A block of data:

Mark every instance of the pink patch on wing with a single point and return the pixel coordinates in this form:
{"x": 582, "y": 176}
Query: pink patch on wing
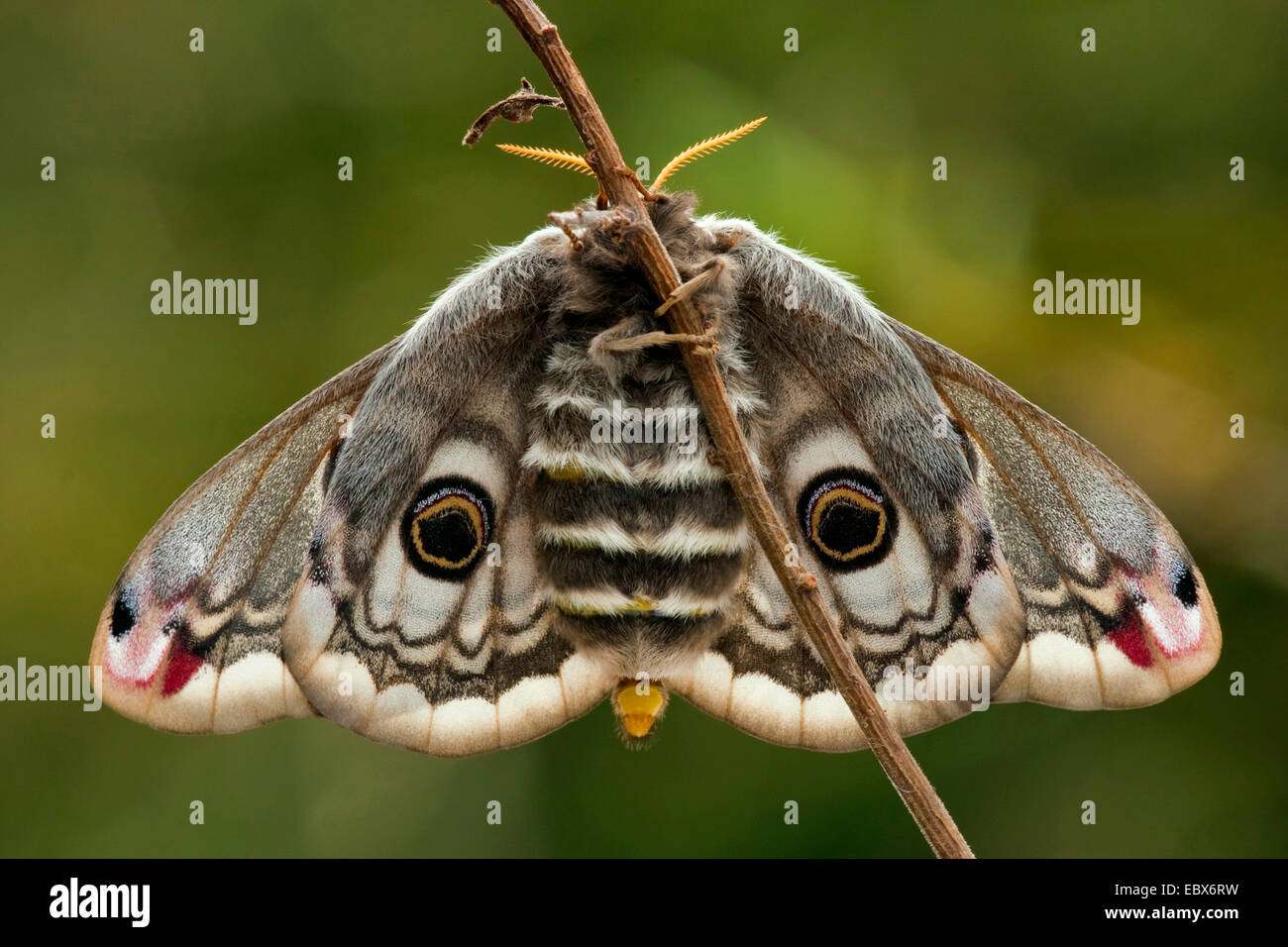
{"x": 183, "y": 664}
{"x": 1128, "y": 638}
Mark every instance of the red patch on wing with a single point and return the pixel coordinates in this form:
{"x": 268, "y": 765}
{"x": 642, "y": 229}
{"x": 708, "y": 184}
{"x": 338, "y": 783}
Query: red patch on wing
{"x": 1128, "y": 637}
{"x": 180, "y": 668}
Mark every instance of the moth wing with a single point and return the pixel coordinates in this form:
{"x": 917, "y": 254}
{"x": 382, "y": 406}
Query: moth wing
{"x": 1112, "y": 609}
{"x": 1119, "y": 613}
{"x": 188, "y": 639}
{"x": 423, "y": 622}
{"x": 851, "y": 405}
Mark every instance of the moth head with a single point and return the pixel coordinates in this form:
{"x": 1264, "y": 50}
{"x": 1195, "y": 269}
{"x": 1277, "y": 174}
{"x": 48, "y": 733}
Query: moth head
{"x": 638, "y": 705}
{"x": 576, "y": 162}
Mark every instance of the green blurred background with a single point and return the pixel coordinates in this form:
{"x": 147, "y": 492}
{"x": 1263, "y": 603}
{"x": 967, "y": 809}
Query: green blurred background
{"x": 223, "y": 163}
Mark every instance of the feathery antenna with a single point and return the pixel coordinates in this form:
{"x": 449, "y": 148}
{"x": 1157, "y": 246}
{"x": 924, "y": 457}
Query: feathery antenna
{"x": 550, "y": 157}
{"x": 576, "y": 162}
{"x": 703, "y": 147}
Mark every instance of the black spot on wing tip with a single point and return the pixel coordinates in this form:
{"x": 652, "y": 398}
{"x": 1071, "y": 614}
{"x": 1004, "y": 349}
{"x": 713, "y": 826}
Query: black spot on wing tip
{"x": 124, "y": 617}
{"x": 1185, "y": 587}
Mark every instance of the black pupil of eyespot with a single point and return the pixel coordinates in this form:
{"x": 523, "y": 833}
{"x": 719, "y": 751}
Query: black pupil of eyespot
{"x": 845, "y": 526}
{"x": 449, "y": 534}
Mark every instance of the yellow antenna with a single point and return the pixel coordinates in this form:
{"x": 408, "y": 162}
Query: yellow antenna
{"x": 576, "y": 162}
{"x": 550, "y": 157}
{"x": 703, "y": 147}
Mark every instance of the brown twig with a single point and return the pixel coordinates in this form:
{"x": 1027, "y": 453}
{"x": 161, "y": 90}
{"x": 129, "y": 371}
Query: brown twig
{"x": 516, "y": 108}
{"x": 622, "y": 189}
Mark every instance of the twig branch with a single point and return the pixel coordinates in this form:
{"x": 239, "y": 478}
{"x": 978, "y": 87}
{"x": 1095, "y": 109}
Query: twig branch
{"x": 516, "y": 108}
{"x": 621, "y": 187}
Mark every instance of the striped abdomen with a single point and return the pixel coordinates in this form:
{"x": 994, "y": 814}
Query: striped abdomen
{"x": 643, "y": 570}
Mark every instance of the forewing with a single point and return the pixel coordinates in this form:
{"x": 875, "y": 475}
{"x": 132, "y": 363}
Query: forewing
{"x": 1119, "y": 613}
{"x": 854, "y": 423}
{"x": 189, "y": 638}
{"x": 421, "y": 622}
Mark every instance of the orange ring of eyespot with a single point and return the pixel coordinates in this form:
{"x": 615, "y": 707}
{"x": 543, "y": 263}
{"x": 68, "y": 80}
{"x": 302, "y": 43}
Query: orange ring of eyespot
{"x": 447, "y": 504}
{"x": 845, "y": 493}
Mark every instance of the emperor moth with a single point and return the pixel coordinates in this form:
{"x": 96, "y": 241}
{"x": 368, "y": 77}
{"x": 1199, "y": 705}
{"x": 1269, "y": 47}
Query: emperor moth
{"x": 434, "y": 551}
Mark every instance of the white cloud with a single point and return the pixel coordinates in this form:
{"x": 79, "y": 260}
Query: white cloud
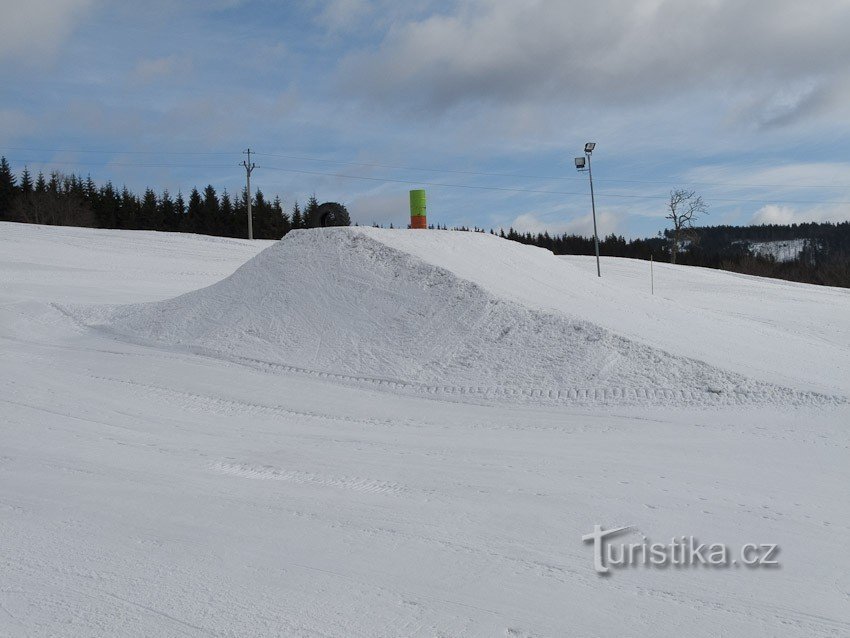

WHAT YOU HAVE TO DO: Copy every line of the material above without changing anything, but leave out the pictures.

EXERCISE SOLUTION:
Mark every instance of the pink patch on wing with a single point and return the pixel coordinates in this form:
{"x": 582, "y": 176}
Query: pink patch on wing
{"x": 183, "y": 664}
{"x": 1128, "y": 638}
Mark every instance of the red patch on wing with a single point and return the pixel coordinates in this form:
{"x": 268, "y": 765}
{"x": 642, "y": 229}
{"x": 708, "y": 184}
{"x": 338, "y": 783}
Query: red patch on wing
{"x": 1128, "y": 637}
{"x": 180, "y": 668}
Mark every instance of the moth wing with a single point and return the pixel coordinates in this form:
{"x": 917, "y": 254}
{"x": 382, "y": 406}
Query: moth wing
{"x": 1112, "y": 609}
{"x": 1119, "y": 613}
{"x": 188, "y": 639}
{"x": 423, "y": 622}
{"x": 851, "y": 405}
Mark every instance of the moth head with a single point and return the pixel coordinates in this form:
{"x": 1264, "y": 50}
{"x": 1195, "y": 269}
{"x": 1277, "y": 174}
{"x": 48, "y": 733}
Query: moth head
{"x": 638, "y": 705}
{"x": 576, "y": 162}
Mark every instance of the green blurred background with a single point and return the pixel coordinates in this form:
{"x": 147, "y": 492}
{"x": 1263, "y": 603}
{"x": 967, "y": 809}
Query: green blurred background
{"x": 223, "y": 163}
Mark every instance of the feathery antenna with a single point and return the pixel coordinates in this form:
{"x": 449, "y": 148}
{"x": 1157, "y": 246}
{"x": 924, "y": 457}
Query: feathery antenna
{"x": 550, "y": 157}
{"x": 576, "y": 162}
{"x": 703, "y": 147}
Mark every instance of the black spot on wing tip with a single point and return the pixel coordinates in this form:
{"x": 652, "y": 398}
{"x": 1071, "y": 614}
{"x": 1004, "y": 349}
{"x": 713, "y": 826}
Query: black spot on wing tip
{"x": 124, "y": 617}
{"x": 1185, "y": 587}
Mark every instance of the black pupil of eyespot with a single point and return the pixel coordinates in this form:
{"x": 523, "y": 833}
{"x": 719, "y": 751}
Query: black pupil of eyespot
{"x": 845, "y": 526}
{"x": 449, "y": 534}
Mark every instance of the yellow antenna with a single point and return the pixel coordinates in this form:
{"x": 408, "y": 162}
Query: yellow antenna
{"x": 576, "y": 162}
{"x": 550, "y": 157}
{"x": 703, "y": 147}
Mark every instance of the brown twig with a single point and return the pixel coordinates in this form:
{"x": 1027, "y": 453}
{"x": 161, "y": 90}
{"x": 129, "y": 371}
Query: brown twig
{"x": 516, "y": 108}
{"x": 622, "y": 189}
Mark every instance of the twig branch with a single point and return the pixel coordinates in this form:
{"x": 239, "y": 478}
{"x": 978, "y": 87}
{"x": 1095, "y": 109}
Query: twig branch
{"x": 516, "y": 108}
{"x": 621, "y": 187}
Mark every instance of the striped abdomen with a single point and return the pixel coordinates in this form:
{"x": 994, "y": 814}
Query: striped abdomen
{"x": 643, "y": 570}
Mark every instance of the forewing with a single point and return the pixel coordinates in this form:
{"x": 875, "y": 475}
{"x": 132, "y": 363}
Query: forewing
{"x": 1119, "y": 613}
{"x": 854, "y": 423}
{"x": 189, "y": 638}
{"x": 421, "y": 622}
Mark every instance of the orange ring of eyespot with a single point and return the pixel coordinates in this form:
{"x": 615, "y": 707}
{"x": 543, "y": 263}
{"x": 68, "y": 80}
{"x": 302, "y": 43}
Query: orange ring of eyespot
{"x": 447, "y": 504}
{"x": 845, "y": 493}
Mark every instance of the emperor moth with a single point and return the pixel coordinates in this form:
{"x": 96, "y": 241}
{"x": 368, "y": 77}
{"x": 1199, "y": 705}
{"x": 1269, "y": 47}
Query: emperor moth
{"x": 434, "y": 551}
Mark every instance of the white cloud with a single point and return the pixel coordinates in this form:
{"x": 79, "y": 260}
Query: white cloud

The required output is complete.